▶ [WHAT IS REQUIRED]:
Repeat the material exactly, every line of it.

========

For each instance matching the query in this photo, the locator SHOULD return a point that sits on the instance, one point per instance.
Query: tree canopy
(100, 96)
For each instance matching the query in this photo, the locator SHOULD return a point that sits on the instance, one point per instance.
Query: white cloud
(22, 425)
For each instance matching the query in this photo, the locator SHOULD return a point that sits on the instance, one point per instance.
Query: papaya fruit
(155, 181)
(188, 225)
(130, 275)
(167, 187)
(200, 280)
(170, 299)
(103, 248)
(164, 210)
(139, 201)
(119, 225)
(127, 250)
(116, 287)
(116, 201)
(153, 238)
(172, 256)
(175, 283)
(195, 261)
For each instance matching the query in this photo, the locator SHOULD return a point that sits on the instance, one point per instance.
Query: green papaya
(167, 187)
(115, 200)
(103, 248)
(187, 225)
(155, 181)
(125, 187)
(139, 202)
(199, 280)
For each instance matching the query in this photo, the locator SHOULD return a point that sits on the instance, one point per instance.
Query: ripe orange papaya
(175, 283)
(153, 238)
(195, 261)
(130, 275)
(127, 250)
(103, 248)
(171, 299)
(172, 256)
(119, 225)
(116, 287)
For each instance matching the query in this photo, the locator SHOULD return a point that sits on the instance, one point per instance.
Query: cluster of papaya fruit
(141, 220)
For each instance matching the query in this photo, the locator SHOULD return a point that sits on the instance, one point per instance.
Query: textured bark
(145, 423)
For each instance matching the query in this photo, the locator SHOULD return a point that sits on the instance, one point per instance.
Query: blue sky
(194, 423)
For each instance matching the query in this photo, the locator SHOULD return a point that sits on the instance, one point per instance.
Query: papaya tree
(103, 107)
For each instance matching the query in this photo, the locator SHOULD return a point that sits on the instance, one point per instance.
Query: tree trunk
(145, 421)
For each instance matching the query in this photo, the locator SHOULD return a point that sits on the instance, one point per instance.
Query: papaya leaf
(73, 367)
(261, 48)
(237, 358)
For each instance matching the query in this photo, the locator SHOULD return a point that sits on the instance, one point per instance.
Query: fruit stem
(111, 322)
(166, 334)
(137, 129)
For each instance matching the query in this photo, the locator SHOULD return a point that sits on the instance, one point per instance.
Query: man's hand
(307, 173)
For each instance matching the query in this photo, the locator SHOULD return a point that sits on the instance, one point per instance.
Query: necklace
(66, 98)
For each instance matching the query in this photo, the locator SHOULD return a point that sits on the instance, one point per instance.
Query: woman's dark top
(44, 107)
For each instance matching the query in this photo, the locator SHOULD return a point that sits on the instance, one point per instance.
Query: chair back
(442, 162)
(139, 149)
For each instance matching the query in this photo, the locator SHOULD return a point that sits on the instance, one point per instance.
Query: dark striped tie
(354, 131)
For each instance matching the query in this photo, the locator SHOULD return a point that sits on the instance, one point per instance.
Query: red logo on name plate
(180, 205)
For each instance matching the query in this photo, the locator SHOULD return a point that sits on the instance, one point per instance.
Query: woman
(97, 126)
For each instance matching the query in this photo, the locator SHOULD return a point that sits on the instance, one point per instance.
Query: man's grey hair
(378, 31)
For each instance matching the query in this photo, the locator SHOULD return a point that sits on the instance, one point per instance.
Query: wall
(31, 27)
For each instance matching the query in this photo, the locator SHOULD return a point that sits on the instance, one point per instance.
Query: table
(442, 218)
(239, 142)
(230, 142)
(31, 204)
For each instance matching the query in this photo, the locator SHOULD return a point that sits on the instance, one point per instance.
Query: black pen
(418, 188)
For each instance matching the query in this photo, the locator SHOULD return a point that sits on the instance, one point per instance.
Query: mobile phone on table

========

▶ [RESULT FOR THIS EXERCISE]:
For each instance matching the query in this photo, the locator SHOULD return a point that sits on the instance, one point per instance.
Query: tree canopy
(100, 96)
For each instance matching the query in this photo, the locator SHOULD return a point that sits on the instance, one point per instance.
Query: white cloud
(22, 425)
For each instance matching the query in this photo, the locator SHOULD return a point that sits on the instance, one point per instance.
Query: papaya fruit
(155, 181)
(188, 225)
(130, 275)
(167, 187)
(200, 280)
(170, 299)
(103, 248)
(164, 210)
(139, 201)
(119, 225)
(127, 250)
(116, 287)
(116, 201)
(153, 238)
(172, 256)
(175, 283)
(195, 261)
For each instance matching the query in this photo, the locator SHOULD return a point that sits on the instance, one point per instance.
Query: green papaya
(167, 187)
(115, 200)
(103, 248)
(187, 225)
(155, 181)
(125, 187)
(139, 202)
(199, 280)
For each instance matching the query in this photo, the locator SHOULD return a point that sits on the instance, one point per instance.
Query: ripe orange papaya
(175, 283)
(153, 238)
(195, 261)
(130, 275)
(127, 250)
(103, 248)
(171, 299)
(172, 256)
(119, 225)
(116, 287)
For each instance matching the query in this photo, the locator SHOULD return a point that sits on the instance, one point per instance.
Query: cluster of papaya fruit
(141, 220)
For each instance matching the query in this photo, the locator SHOULD return a point that sits on the instance, one point per instance.
Query: textured bark
(145, 423)
For each instance matching the query in this photo, the locator SHOULD return a point that sits on the instance, one point per instance.
Query: blue sky
(194, 423)
For each instance matching the query in this photo, the locator SHOULD return a point that sits on the instance, one point per instance.
Query: papaya tree
(103, 107)
For each instance matching the query in this photo, the locator SHOULD return a point that sits on the instance, one point per instance.
Query: tree trunk
(145, 421)
For each instance matching the query in this photo, the locator SHOULD return a point that sits on the instance, one point per instance.
Query: papaya leaf
(73, 367)
(261, 48)
(237, 358)
For each instance matching the query in this photo, the locator SHOULD return a point that sits on the instance, one point per instance.
Query: fruit stem
(111, 322)
(166, 334)
(137, 129)
For each instance matching the query in this photo, the locator SHOULD return a point that sits on the instance, one point per instance.
Query: man's hand
(307, 173)
For each instance matching the query in this photo, the locator SHOULD return a point that sits on the instance, one point per instance.
Query: necklace
(66, 98)
For each instance matching the query in this photo, the locator SHOULD return a point that sits on the instance, one point per instance.
Query: woman's dark top
(44, 107)
For each instance matching the query in this photo, the locator SHOULD return a point that sits on the instance, one point per instance.
Query: chair back
(442, 162)
(139, 149)
For each instance matching the query in this photo, the locator SHOULD return a point that sits on the instance, one point per instance.
Query: dark striped tie
(354, 131)
For each instance matching the query in this photo, the locator SHOULD return a point that sits on the instance, one point per instance.
Query: red logo on name plate
(180, 205)
For each instance matching the query in this photo, the locator SHOULD return a point that sits on the instance, one point per instance.
Query: woman
(97, 126)
For each instance matching the query in this photo, the locator SHOULD return a point that sits on the instance, one point per instance.
Query: man's grey hair
(378, 31)
For each instance matching the query in this photo, the locator SHOULD return a point that sits on the instance, one point per instance.
Query: wall
(31, 27)
For each instance matching the query in this photo, the locator SHOULD return a point that sits on the instance, one point per instance.
Query: table
(442, 218)
(239, 142)
(230, 142)
(31, 204)
For each instance matching the query in this photo, the locator SHOULD return a point that sits on the instance, one point per instance.
Query: black pen
(418, 188)
For each instance matching the query in this photo, the locator SHOULD return a point that sits on the instance, one point per instance.
Query: mobile phone on table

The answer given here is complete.